(Entries taken from a collection)
▬▬▬
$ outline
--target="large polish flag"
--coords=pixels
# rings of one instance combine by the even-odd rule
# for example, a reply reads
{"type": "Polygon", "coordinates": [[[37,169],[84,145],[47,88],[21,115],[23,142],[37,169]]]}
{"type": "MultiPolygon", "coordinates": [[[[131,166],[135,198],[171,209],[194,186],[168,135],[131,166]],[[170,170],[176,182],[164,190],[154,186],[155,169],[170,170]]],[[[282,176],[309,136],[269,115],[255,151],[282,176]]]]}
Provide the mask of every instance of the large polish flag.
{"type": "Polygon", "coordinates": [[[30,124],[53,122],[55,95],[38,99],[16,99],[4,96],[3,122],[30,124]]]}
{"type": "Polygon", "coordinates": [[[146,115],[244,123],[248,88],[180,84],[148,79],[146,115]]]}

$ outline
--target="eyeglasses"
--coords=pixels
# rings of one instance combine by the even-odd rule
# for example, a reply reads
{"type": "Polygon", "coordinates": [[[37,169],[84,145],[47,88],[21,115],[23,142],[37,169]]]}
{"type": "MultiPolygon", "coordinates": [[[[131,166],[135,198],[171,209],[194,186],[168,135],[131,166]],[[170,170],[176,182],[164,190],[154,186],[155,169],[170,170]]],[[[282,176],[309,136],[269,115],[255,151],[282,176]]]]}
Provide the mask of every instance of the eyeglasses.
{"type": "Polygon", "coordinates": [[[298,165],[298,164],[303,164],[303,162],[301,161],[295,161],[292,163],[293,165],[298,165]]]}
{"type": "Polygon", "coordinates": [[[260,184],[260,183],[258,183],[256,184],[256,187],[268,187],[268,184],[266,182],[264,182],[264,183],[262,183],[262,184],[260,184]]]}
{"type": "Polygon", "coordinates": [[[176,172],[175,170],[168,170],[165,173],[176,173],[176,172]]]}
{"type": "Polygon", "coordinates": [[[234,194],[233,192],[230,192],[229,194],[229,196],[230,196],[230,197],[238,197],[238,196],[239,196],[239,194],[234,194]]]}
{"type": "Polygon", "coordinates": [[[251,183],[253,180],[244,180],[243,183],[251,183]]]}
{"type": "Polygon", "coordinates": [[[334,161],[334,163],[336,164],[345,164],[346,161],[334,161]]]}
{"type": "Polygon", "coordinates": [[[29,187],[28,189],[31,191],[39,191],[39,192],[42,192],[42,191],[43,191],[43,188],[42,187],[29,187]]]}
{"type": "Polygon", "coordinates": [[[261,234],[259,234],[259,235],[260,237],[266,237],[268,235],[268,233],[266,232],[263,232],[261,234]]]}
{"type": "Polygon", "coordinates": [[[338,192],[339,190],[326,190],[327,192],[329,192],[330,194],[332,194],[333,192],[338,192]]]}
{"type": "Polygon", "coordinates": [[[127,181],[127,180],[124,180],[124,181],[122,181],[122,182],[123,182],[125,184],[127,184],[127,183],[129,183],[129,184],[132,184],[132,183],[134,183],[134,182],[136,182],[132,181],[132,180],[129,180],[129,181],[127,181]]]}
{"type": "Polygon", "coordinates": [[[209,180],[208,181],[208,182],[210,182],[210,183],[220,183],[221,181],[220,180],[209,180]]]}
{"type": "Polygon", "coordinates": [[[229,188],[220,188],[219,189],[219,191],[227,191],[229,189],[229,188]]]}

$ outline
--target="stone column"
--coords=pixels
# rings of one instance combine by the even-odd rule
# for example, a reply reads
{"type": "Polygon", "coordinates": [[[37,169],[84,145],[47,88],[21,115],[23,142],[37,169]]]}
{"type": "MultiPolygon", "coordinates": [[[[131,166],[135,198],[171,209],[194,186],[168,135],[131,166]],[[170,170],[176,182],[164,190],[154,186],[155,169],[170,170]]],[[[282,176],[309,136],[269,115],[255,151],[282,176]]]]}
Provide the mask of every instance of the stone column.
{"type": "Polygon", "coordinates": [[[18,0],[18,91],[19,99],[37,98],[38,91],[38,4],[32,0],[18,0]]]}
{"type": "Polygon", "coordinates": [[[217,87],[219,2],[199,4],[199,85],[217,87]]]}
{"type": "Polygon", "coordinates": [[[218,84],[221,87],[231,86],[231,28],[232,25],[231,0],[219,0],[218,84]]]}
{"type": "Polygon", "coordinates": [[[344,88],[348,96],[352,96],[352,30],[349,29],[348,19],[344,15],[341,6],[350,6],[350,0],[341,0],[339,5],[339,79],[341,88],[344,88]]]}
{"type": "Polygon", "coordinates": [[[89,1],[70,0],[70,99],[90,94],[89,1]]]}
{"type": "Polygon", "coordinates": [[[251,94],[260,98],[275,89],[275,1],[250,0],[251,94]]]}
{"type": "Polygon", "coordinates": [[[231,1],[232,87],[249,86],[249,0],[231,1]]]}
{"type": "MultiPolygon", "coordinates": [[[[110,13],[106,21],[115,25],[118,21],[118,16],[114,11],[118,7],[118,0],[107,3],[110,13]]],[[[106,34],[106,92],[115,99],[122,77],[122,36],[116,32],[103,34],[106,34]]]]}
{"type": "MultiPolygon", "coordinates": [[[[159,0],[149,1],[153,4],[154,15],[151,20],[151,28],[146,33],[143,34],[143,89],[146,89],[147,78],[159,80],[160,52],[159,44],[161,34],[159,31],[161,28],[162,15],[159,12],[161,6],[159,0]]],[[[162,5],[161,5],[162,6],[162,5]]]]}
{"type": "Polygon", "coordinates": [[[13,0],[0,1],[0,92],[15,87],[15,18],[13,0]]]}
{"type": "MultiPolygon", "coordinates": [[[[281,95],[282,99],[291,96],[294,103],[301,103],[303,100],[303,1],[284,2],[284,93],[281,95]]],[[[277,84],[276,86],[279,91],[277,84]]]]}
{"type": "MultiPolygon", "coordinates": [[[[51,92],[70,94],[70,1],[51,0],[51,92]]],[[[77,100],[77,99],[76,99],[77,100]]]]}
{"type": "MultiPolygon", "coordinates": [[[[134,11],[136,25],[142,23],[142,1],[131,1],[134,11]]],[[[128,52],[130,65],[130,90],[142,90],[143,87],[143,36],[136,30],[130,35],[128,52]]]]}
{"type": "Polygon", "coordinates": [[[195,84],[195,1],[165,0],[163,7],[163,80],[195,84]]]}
▬▬▬
GIVEN PROBLEM:
Set all of the records down again, exactly as they stand.

CORRECT ANSWER:
$ outline
--target="large polish flag"
--coords=pixels
# rings of one instance combine by the even-odd rule
# for example, a reply reads
{"type": "Polygon", "coordinates": [[[37,169],[84,145],[47,88],[21,115],[23,142],[37,169]]]}
{"type": "MultiPolygon", "coordinates": [[[[131,166],[135,198],[171,209],[194,186],[168,135],[131,166]],[[170,170],[176,182],[164,190],[154,186],[155,169],[170,170]]],[[[282,176],[309,136],[269,115],[255,151],[282,176]]]]}
Provide the mask of every instance of the large polish flag.
{"type": "Polygon", "coordinates": [[[30,124],[53,122],[55,95],[38,99],[16,99],[4,96],[3,122],[30,124]]]}
{"type": "Polygon", "coordinates": [[[146,115],[244,123],[248,88],[180,84],[148,79],[146,115]]]}

$ outline
--target="eyeglasses"
--coords=pixels
# rings of one instance combine by the even-odd rule
# for example, a reply reads
{"type": "Polygon", "coordinates": [[[37,169],[84,145],[47,88],[21,115],[23,142],[37,169]]]}
{"type": "MultiPolygon", "coordinates": [[[[131,166],[135,198],[171,209],[194,186],[168,135],[131,166]],[[170,170],[176,182],[164,190],[154,186],[155,169],[170,170]]],[[[282,176],[309,136],[269,115],[255,151],[282,176]]]]}
Provide the mask of every instance of the eyeglasses.
{"type": "Polygon", "coordinates": [[[298,165],[298,164],[303,164],[303,162],[301,161],[295,161],[292,163],[293,165],[298,165]]]}
{"type": "Polygon", "coordinates": [[[260,184],[260,183],[258,183],[256,184],[256,187],[268,187],[268,184],[266,182],[264,182],[264,183],[262,183],[262,184],[260,184]]]}
{"type": "Polygon", "coordinates": [[[176,172],[175,170],[168,170],[165,173],[176,173],[176,172]]]}
{"type": "Polygon", "coordinates": [[[234,194],[233,192],[230,192],[229,194],[229,196],[230,196],[230,197],[238,197],[238,196],[239,196],[239,194],[234,194]]]}
{"type": "Polygon", "coordinates": [[[251,183],[253,180],[244,180],[243,183],[251,183]]]}
{"type": "Polygon", "coordinates": [[[334,161],[334,163],[336,164],[345,164],[346,161],[334,161]]]}
{"type": "Polygon", "coordinates": [[[29,187],[28,189],[31,191],[39,191],[39,192],[42,192],[42,191],[43,191],[43,188],[42,187],[29,187]]]}
{"type": "Polygon", "coordinates": [[[261,234],[259,234],[259,235],[260,237],[266,237],[268,235],[268,233],[266,232],[263,232],[261,234]]]}
{"type": "Polygon", "coordinates": [[[338,192],[339,190],[326,190],[327,192],[329,192],[330,194],[332,194],[333,192],[338,192]]]}
{"type": "Polygon", "coordinates": [[[127,181],[127,180],[124,180],[124,181],[122,181],[122,182],[123,182],[125,184],[127,184],[127,183],[129,183],[129,184],[132,184],[132,183],[134,183],[134,182],[136,182],[132,181],[132,180],[129,180],[129,181],[127,181]]]}
{"type": "Polygon", "coordinates": [[[209,180],[208,181],[208,182],[210,182],[210,183],[220,183],[221,181],[220,180],[209,180]]]}
{"type": "Polygon", "coordinates": [[[229,188],[220,188],[219,189],[219,191],[227,191],[229,189],[229,188]]]}

$ outline
--target="stone column"
--coords=pixels
# rings of one instance combine by the even-odd rule
# for example, a reply reads
{"type": "Polygon", "coordinates": [[[37,169],[84,145],[47,88],[21,115],[23,142],[37,169]]]}
{"type": "MultiPolygon", "coordinates": [[[[131,166],[135,198],[171,209],[194,186],[168,135],[131,166]],[[170,170],[176,182],[164,190],[154,186],[155,169],[170,170]]],[[[282,176],[309,136],[269,115],[255,151],[282,176]]]]}
Provide the mask of every instance of the stone column.
{"type": "Polygon", "coordinates": [[[18,0],[18,91],[19,99],[37,98],[38,91],[38,4],[32,0],[18,0]]]}
{"type": "Polygon", "coordinates": [[[217,87],[219,2],[199,4],[199,85],[217,87]]]}
{"type": "Polygon", "coordinates": [[[218,84],[221,87],[231,86],[231,28],[232,25],[231,0],[219,0],[218,84]]]}
{"type": "Polygon", "coordinates": [[[344,88],[348,96],[352,96],[352,30],[349,29],[348,19],[344,15],[341,6],[350,6],[350,0],[341,0],[339,5],[339,79],[341,88],[344,88]]]}
{"type": "Polygon", "coordinates": [[[89,1],[70,0],[70,99],[90,94],[89,1]]]}
{"type": "Polygon", "coordinates": [[[251,94],[260,98],[275,89],[275,1],[250,0],[251,94]]]}
{"type": "Polygon", "coordinates": [[[231,1],[232,87],[249,86],[249,0],[231,1]]]}
{"type": "MultiPolygon", "coordinates": [[[[110,13],[106,21],[115,25],[118,21],[118,16],[114,11],[118,7],[118,0],[107,3],[110,13]]],[[[106,34],[106,92],[115,99],[122,77],[122,36],[116,32],[103,34],[106,34]]]]}
{"type": "MultiPolygon", "coordinates": [[[[159,0],[149,1],[153,4],[154,15],[151,20],[151,28],[146,33],[143,34],[143,89],[146,89],[147,78],[159,80],[160,52],[159,44],[161,34],[159,31],[161,28],[162,15],[159,12],[161,6],[159,0]]],[[[162,5],[161,5],[162,6],[162,5]]]]}
{"type": "Polygon", "coordinates": [[[13,0],[0,1],[0,92],[15,87],[15,18],[13,0]]]}
{"type": "MultiPolygon", "coordinates": [[[[281,95],[282,99],[291,96],[294,103],[301,103],[303,100],[303,1],[284,2],[284,93],[281,95]]],[[[277,84],[276,86],[279,91],[277,84]]]]}
{"type": "MultiPolygon", "coordinates": [[[[51,92],[70,94],[70,1],[51,0],[51,92]]],[[[77,100],[77,99],[76,99],[77,100]]]]}
{"type": "MultiPolygon", "coordinates": [[[[134,11],[136,25],[142,23],[142,1],[131,1],[134,11]]],[[[128,52],[130,65],[130,90],[142,90],[143,87],[143,36],[136,30],[130,35],[128,52]]]]}
{"type": "Polygon", "coordinates": [[[195,84],[195,1],[165,0],[163,7],[163,80],[195,84]]]}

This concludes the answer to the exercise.